*DO THIS*: Can you locate every line in the entries below that contains the word "fish" and copy each of those lines?

Segmentation annotation records

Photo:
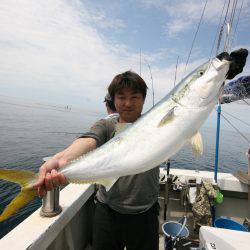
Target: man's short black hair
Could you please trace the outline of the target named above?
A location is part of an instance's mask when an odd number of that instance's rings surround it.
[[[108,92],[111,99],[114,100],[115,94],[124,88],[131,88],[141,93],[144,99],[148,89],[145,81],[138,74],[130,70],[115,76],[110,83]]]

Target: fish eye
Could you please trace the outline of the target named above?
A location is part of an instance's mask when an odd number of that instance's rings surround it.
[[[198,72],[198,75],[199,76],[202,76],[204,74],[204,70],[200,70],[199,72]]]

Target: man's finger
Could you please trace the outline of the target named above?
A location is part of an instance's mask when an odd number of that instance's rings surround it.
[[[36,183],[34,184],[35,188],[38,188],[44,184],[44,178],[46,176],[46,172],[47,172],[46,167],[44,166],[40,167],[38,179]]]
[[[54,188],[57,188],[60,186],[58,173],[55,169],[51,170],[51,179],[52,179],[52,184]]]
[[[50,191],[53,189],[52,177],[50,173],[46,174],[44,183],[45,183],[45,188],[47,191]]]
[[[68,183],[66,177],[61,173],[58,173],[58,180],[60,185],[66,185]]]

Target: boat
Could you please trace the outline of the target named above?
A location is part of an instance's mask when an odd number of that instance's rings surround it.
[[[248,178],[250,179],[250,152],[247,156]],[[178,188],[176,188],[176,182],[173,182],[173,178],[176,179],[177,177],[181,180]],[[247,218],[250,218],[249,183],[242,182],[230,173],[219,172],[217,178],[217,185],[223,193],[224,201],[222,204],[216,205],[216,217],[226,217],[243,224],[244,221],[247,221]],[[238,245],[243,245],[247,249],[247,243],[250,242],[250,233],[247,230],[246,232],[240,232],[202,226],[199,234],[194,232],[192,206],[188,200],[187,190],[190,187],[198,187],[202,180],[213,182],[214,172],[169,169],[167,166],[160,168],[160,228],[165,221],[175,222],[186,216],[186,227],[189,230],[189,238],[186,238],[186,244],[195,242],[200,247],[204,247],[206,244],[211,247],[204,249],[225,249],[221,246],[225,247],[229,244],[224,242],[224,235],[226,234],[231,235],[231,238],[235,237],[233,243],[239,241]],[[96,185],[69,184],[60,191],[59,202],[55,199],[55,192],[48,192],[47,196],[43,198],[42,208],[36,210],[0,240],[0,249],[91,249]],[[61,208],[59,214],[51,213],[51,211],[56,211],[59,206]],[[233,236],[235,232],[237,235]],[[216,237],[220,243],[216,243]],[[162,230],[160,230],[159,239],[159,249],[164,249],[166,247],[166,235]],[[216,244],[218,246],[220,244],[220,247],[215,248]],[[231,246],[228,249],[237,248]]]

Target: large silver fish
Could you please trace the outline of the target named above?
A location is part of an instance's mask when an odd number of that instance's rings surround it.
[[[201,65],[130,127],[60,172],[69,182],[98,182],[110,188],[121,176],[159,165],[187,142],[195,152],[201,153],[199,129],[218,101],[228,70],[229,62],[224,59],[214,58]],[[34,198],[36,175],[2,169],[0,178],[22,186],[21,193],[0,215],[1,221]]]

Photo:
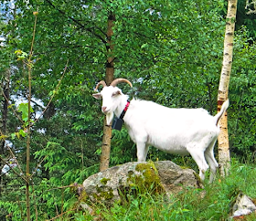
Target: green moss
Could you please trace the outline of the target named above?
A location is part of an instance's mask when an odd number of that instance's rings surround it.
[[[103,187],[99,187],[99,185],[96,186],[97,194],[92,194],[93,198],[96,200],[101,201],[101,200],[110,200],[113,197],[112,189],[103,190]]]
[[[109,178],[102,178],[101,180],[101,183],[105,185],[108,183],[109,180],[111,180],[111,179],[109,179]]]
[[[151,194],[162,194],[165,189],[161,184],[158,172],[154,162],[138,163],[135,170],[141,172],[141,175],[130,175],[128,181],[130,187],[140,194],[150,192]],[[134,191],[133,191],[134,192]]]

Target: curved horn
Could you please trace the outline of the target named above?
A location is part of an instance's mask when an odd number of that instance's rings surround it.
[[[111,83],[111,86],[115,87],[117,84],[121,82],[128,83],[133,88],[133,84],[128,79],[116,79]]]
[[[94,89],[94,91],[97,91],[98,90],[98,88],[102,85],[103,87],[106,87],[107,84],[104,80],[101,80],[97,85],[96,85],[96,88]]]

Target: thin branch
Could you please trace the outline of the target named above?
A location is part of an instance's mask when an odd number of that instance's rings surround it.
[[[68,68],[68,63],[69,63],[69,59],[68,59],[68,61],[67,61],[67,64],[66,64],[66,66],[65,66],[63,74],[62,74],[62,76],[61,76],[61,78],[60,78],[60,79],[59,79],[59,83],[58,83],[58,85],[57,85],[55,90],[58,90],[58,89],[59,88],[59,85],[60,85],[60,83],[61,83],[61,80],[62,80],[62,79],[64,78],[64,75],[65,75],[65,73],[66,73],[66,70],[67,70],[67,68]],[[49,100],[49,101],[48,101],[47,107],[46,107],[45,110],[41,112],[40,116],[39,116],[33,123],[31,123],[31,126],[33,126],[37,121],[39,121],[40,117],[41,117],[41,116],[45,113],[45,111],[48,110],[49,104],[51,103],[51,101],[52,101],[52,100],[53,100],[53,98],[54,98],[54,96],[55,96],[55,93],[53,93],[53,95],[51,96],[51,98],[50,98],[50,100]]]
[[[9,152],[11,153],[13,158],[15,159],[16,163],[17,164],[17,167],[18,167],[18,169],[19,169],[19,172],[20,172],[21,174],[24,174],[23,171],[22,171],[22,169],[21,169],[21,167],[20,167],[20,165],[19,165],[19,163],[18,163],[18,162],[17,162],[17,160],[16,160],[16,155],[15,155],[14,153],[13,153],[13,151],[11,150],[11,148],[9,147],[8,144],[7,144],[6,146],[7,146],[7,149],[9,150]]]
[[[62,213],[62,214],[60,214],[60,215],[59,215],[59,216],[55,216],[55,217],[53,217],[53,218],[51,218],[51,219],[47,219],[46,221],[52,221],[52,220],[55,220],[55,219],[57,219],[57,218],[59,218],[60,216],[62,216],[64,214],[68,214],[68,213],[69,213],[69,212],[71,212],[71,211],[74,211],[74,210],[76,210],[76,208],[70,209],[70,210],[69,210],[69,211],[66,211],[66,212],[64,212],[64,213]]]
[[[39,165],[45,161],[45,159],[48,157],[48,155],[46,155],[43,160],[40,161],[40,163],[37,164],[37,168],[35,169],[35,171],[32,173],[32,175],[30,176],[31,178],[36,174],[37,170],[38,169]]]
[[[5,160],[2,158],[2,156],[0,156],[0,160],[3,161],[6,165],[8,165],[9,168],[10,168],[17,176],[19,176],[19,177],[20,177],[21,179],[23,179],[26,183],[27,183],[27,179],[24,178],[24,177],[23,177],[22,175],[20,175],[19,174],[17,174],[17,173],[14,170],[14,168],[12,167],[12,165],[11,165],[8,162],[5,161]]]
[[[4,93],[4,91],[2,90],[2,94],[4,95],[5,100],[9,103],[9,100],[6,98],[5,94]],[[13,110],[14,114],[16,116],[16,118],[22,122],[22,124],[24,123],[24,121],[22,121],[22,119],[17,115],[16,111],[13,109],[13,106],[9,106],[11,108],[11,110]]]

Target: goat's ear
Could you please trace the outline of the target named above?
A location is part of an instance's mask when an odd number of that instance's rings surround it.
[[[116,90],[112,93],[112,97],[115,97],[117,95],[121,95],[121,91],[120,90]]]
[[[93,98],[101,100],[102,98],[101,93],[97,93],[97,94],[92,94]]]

*EXPECTED ANSWER*:
Target: fish eye
Target: large silver fish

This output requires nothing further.